§ **WHAT IS EXPECTED**
Reproduce the data below, starting at the line containing "TARGET = reflection of trees" and ending at the line containing "x=384, y=42". Replace "pin" with "marker" and change nothing else.
----------
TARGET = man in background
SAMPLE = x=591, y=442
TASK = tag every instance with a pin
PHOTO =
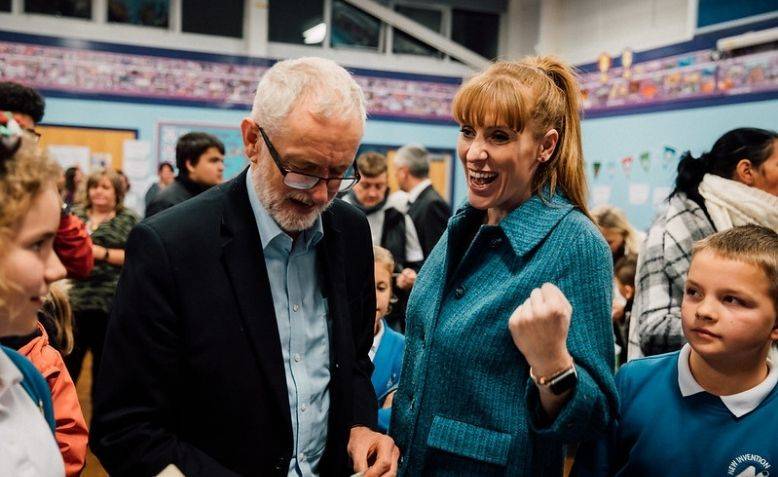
x=427, y=209
x=200, y=162
x=72, y=243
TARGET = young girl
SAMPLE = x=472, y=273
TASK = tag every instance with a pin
x=712, y=407
x=29, y=217
x=52, y=339
x=388, y=345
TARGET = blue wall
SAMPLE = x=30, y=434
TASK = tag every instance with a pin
x=606, y=140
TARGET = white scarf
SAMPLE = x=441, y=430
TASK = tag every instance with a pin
x=732, y=203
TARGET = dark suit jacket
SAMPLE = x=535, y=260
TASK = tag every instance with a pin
x=430, y=214
x=192, y=372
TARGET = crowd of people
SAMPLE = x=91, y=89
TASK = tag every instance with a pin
x=235, y=330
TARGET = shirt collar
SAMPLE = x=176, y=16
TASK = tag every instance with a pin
x=269, y=228
x=738, y=404
x=377, y=340
x=418, y=189
x=9, y=373
x=528, y=224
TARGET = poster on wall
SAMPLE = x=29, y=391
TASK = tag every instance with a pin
x=234, y=156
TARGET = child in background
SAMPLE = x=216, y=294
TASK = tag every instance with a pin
x=52, y=339
x=29, y=218
x=712, y=407
x=388, y=345
x=624, y=276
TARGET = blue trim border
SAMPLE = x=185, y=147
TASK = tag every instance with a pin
x=705, y=41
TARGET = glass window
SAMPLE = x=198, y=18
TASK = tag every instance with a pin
x=404, y=43
x=297, y=21
x=62, y=8
x=212, y=18
x=477, y=31
x=354, y=28
x=139, y=12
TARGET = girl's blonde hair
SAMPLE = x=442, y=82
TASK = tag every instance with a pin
x=383, y=257
x=540, y=92
x=116, y=181
x=22, y=177
x=59, y=314
x=610, y=217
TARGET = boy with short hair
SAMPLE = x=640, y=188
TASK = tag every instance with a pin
x=712, y=407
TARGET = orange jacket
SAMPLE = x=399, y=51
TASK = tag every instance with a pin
x=71, y=431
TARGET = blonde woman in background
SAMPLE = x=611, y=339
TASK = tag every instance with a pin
x=109, y=223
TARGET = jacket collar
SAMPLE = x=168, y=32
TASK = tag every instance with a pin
x=527, y=225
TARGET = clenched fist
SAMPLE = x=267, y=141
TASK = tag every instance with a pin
x=539, y=329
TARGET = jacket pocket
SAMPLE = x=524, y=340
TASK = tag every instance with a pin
x=470, y=441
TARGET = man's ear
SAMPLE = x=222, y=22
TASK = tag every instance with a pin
x=251, y=143
x=548, y=145
x=744, y=172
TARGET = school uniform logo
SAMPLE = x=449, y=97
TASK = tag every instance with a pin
x=749, y=465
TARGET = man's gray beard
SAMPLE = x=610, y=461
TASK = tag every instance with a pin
x=273, y=199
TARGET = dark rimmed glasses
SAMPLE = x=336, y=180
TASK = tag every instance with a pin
x=303, y=180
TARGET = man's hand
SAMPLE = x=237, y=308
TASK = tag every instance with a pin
x=373, y=453
x=406, y=279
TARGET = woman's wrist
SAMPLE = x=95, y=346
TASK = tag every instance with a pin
x=549, y=366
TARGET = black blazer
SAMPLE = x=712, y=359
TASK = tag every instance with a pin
x=192, y=372
x=430, y=214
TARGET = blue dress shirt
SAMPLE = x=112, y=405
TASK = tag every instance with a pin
x=301, y=314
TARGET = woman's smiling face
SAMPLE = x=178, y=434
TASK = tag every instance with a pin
x=499, y=164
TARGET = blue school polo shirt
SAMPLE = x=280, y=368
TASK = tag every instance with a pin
x=670, y=426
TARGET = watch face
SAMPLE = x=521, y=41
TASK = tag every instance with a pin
x=564, y=383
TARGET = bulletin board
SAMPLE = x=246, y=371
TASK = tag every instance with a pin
x=101, y=146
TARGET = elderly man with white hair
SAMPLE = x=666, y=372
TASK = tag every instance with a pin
x=239, y=339
x=427, y=209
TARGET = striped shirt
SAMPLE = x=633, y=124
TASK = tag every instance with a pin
x=661, y=272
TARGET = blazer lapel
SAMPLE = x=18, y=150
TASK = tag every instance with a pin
x=245, y=264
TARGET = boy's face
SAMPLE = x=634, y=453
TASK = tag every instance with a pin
x=383, y=292
x=727, y=311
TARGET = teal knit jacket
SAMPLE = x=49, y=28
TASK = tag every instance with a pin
x=466, y=404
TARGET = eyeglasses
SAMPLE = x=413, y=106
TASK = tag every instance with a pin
x=34, y=133
x=303, y=180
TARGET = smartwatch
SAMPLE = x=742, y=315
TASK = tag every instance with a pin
x=559, y=382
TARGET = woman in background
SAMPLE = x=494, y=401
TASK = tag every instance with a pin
x=736, y=183
x=108, y=223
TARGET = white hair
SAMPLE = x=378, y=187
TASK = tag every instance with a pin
x=416, y=158
x=327, y=89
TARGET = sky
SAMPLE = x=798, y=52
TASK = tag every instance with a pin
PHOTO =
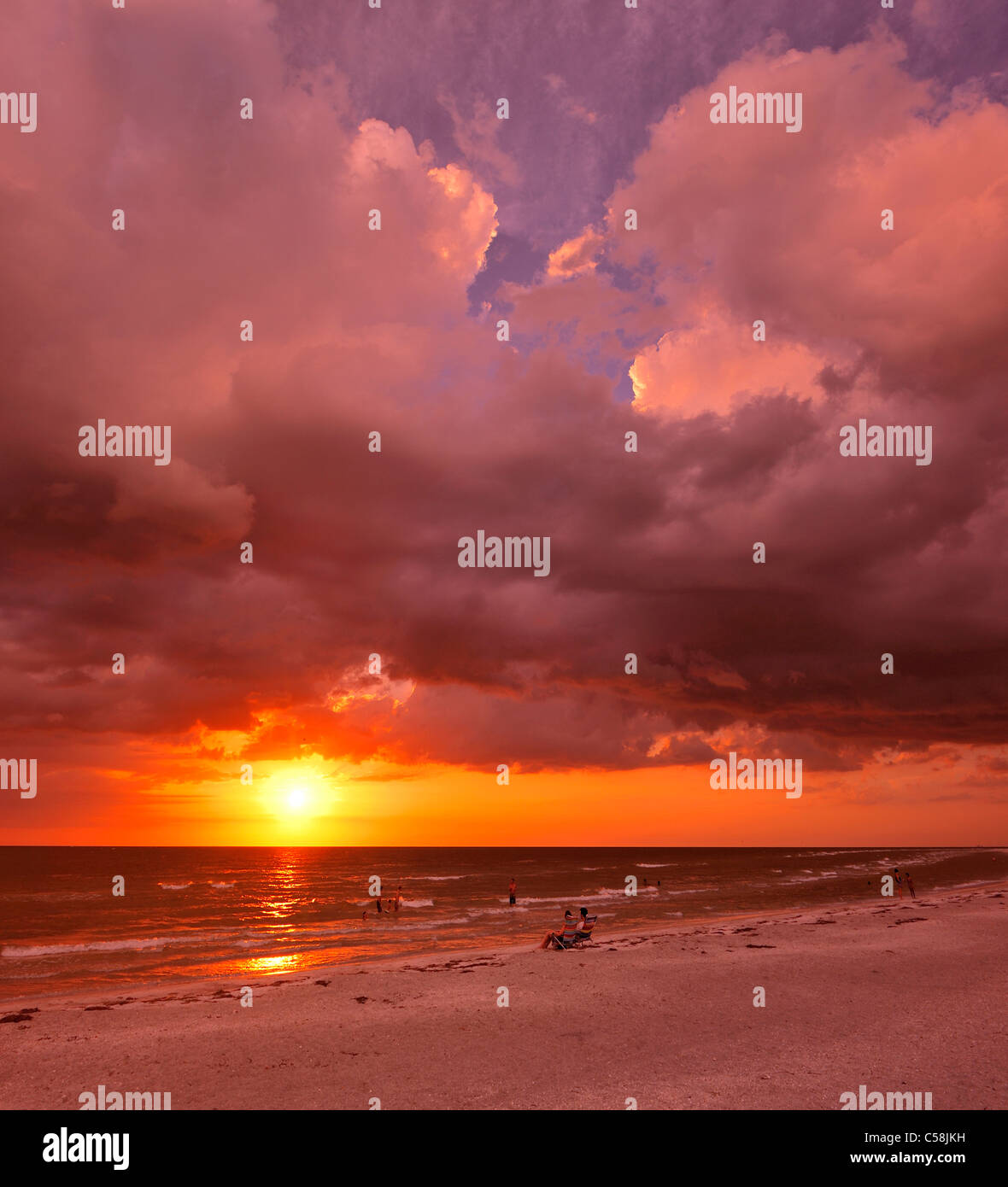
x=250, y=709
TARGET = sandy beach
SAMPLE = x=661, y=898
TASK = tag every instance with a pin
x=904, y=996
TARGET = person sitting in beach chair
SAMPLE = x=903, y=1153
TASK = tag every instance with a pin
x=584, y=928
x=564, y=938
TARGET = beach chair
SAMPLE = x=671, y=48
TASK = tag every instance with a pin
x=583, y=934
x=566, y=937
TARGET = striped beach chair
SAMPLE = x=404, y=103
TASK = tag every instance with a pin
x=583, y=934
x=568, y=936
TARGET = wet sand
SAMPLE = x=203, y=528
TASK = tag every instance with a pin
x=900, y=996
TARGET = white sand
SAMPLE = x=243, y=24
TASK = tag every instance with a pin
x=898, y=996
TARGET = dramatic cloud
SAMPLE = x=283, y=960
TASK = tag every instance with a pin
x=612, y=331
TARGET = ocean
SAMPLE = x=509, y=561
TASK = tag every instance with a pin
x=235, y=913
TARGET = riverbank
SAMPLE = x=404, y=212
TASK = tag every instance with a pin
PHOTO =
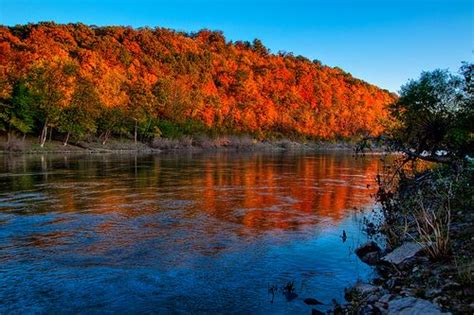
x=232, y=143
x=427, y=266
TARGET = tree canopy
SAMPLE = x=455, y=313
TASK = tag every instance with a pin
x=82, y=79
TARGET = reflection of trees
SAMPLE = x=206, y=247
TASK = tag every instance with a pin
x=248, y=193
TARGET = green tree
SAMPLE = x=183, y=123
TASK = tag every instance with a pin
x=434, y=114
x=51, y=85
x=79, y=118
x=17, y=114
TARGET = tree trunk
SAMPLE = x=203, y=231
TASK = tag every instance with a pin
x=44, y=133
x=106, y=137
x=135, y=135
x=66, y=140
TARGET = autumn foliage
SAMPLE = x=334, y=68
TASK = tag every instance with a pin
x=84, y=80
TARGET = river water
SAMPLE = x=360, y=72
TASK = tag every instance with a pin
x=182, y=233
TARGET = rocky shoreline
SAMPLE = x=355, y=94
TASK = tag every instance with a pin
x=30, y=146
x=410, y=282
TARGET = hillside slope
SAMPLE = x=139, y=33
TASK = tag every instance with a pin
x=85, y=80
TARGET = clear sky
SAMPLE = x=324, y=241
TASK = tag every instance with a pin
x=385, y=42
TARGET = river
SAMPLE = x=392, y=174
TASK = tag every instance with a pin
x=182, y=233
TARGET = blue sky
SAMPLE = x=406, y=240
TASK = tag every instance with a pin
x=384, y=42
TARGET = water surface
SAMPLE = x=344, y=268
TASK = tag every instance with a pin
x=185, y=233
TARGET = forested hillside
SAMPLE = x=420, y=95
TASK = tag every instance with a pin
x=85, y=80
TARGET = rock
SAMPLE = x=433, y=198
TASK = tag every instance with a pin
x=450, y=285
x=369, y=253
x=412, y=306
x=371, y=258
x=311, y=301
x=432, y=293
x=386, y=298
x=403, y=253
x=361, y=290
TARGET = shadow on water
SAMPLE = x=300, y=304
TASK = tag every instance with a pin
x=184, y=232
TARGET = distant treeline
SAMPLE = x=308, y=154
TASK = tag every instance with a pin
x=85, y=80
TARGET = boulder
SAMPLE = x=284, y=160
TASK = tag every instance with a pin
x=369, y=253
x=362, y=290
x=402, y=254
x=311, y=301
x=412, y=306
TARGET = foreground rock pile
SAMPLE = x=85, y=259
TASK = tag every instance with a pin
x=408, y=283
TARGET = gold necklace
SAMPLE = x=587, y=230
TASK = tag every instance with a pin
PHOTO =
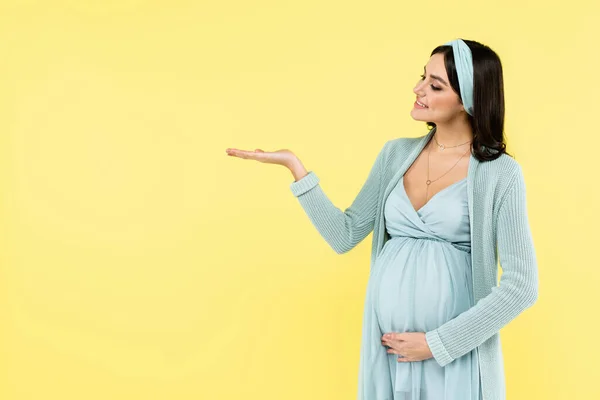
x=429, y=181
x=442, y=147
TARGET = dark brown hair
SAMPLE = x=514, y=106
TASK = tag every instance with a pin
x=487, y=120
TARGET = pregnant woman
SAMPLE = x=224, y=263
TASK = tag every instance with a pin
x=444, y=208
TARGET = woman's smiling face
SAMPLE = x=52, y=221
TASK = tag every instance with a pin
x=433, y=90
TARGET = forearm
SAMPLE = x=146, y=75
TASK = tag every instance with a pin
x=342, y=230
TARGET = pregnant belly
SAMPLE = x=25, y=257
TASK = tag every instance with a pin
x=420, y=284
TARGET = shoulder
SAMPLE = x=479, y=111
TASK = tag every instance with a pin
x=503, y=169
x=500, y=177
x=401, y=145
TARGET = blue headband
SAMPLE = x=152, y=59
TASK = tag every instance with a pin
x=463, y=59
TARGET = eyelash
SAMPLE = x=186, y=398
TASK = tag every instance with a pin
x=433, y=87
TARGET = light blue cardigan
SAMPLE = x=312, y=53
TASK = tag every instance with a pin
x=499, y=232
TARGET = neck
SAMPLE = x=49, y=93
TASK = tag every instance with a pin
x=453, y=134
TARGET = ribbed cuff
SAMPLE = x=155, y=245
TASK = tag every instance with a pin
x=437, y=348
x=304, y=184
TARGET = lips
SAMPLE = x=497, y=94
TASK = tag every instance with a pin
x=418, y=105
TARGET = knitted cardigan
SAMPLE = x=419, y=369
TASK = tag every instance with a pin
x=499, y=232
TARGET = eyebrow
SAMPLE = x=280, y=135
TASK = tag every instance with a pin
x=435, y=77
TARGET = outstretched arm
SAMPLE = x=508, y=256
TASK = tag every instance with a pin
x=342, y=230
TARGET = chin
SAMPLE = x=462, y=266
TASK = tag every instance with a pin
x=417, y=117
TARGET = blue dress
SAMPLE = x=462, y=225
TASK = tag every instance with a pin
x=420, y=280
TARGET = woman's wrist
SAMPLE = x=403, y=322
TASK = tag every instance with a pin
x=297, y=169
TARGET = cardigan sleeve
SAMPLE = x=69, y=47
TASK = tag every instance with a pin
x=342, y=230
x=517, y=291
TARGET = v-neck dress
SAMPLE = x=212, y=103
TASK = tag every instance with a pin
x=420, y=280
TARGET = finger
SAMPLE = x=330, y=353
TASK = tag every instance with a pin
x=393, y=351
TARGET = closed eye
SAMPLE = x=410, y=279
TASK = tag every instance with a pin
x=433, y=87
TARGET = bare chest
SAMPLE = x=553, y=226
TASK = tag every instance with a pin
x=440, y=170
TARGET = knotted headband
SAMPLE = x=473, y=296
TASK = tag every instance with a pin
x=463, y=59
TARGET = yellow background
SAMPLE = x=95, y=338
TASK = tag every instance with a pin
x=139, y=261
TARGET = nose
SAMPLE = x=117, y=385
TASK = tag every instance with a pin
x=418, y=89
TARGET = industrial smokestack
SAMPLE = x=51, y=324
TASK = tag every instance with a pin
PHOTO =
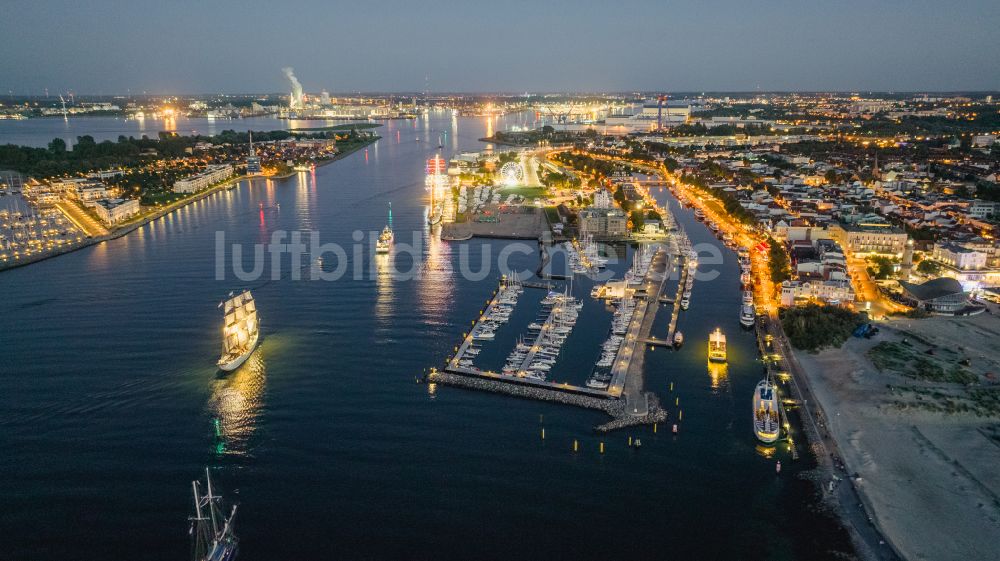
x=296, y=100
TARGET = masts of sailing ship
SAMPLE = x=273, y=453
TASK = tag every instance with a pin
x=212, y=533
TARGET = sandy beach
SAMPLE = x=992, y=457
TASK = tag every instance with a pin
x=925, y=449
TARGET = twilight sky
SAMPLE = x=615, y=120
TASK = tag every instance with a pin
x=209, y=46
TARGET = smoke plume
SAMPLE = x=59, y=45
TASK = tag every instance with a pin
x=296, y=86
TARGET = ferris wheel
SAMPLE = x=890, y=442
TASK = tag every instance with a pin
x=511, y=174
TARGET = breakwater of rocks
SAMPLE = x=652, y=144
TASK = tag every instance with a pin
x=613, y=407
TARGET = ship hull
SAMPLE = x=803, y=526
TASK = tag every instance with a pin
x=767, y=430
x=229, y=364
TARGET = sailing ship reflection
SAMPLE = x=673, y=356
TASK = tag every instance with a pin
x=237, y=401
x=385, y=298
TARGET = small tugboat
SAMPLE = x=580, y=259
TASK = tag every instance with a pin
x=717, y=346
x=384, y=242
x=766, y=424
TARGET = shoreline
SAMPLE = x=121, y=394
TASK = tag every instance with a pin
x=877, y=441
x=177, y=205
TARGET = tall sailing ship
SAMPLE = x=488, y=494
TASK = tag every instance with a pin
x=717, y=346
x=240, y=330
x=212, y=533
x=384, y=242
x=766, y=423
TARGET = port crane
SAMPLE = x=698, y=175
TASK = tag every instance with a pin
x=660, y=100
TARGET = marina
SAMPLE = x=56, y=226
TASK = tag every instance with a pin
x=534, y=354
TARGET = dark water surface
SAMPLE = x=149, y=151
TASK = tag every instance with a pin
x=110, y=404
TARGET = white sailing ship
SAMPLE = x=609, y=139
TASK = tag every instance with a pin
x=240, y=330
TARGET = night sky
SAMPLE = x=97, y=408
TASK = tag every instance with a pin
x=210, y=46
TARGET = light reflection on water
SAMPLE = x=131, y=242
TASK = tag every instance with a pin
x=385, y=297
x=236, y=402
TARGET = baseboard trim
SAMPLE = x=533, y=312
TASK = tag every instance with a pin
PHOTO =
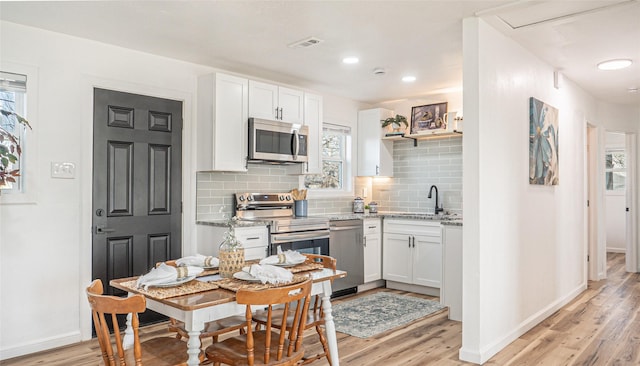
x=40, y=345
x=371, y=285
x=484, y=354
x=616, y=250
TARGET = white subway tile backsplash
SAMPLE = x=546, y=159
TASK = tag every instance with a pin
x=432, y=162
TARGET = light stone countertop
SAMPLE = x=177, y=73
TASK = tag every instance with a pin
x=225, y=223
x=451, y=219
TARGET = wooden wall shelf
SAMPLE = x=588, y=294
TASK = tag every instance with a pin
x=431, y=136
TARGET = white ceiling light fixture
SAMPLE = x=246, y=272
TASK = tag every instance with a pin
x=616, y=64
x=350, y=60
x=304, y=43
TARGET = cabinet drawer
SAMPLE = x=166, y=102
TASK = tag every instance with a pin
x=413, y=227
x=371, y=226
x=252, y=237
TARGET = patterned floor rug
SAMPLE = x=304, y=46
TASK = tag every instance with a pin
x=369, y=315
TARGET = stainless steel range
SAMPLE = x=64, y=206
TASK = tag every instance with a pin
x=303, y=234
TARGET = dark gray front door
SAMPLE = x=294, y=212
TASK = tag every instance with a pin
x=137, y=190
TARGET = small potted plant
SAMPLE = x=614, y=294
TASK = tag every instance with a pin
x=10, y=150
x=395, y=122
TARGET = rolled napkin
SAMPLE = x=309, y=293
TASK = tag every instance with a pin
x=288, y=257
x=198, y=260
x=270, y=274
x=166, y=274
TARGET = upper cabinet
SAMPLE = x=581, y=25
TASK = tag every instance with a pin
x=275, y=102
x=222, y=122
x=313, y=119
x=375, y=155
----------
§ **REPLY**
TARGET = reflection of trees
SAMPLE = x=206, y=247
TASK = tag every instance with a marker
x=248, y=193
TARGET = green tree
SAMPLE = x=183, y=123
TASK = tag every instance with a marker
x=434, y=114
x=51, y=85
x=79, y=118
x=17, y=114
TARGET = tree trunk
SAMPLE = x=203, y=231
TASK = tag every instance with a marker
x=44, y=133
x=106, y=137
x=135, y=135
x=66, y=140
TARGET = autumn foliage
SAMPLE = x=334, y=68
TASK = tag every instance with a marker
x=84, y=80
TARGET = river water
SAMPLE = x=360, y=72
TASK = tag every instance with a marker
x=182, y=233
TARGET = rocky shoreline
SAMPLE = x=355, y=94
TASK = tag every instance with a marker
x=30, y=146
x=410, y=282
TARGET = hillside slope
SAMPLE = x=139, y=33
TASK = tag every instance with a marker
x=85, y=80
TARGET = clear sky
SAMPLE = x=324, y=241
TASK = tag every instance with a marker
x=385, y=42
TARGET = river
SAMPLE = x=392, y=174
TASK = tag every instance with a marker
x=182, y=233
TARGET = blue sky
SAMPLE = x=406, y=240
TASK = tag every instance with a marker
x=384, y=42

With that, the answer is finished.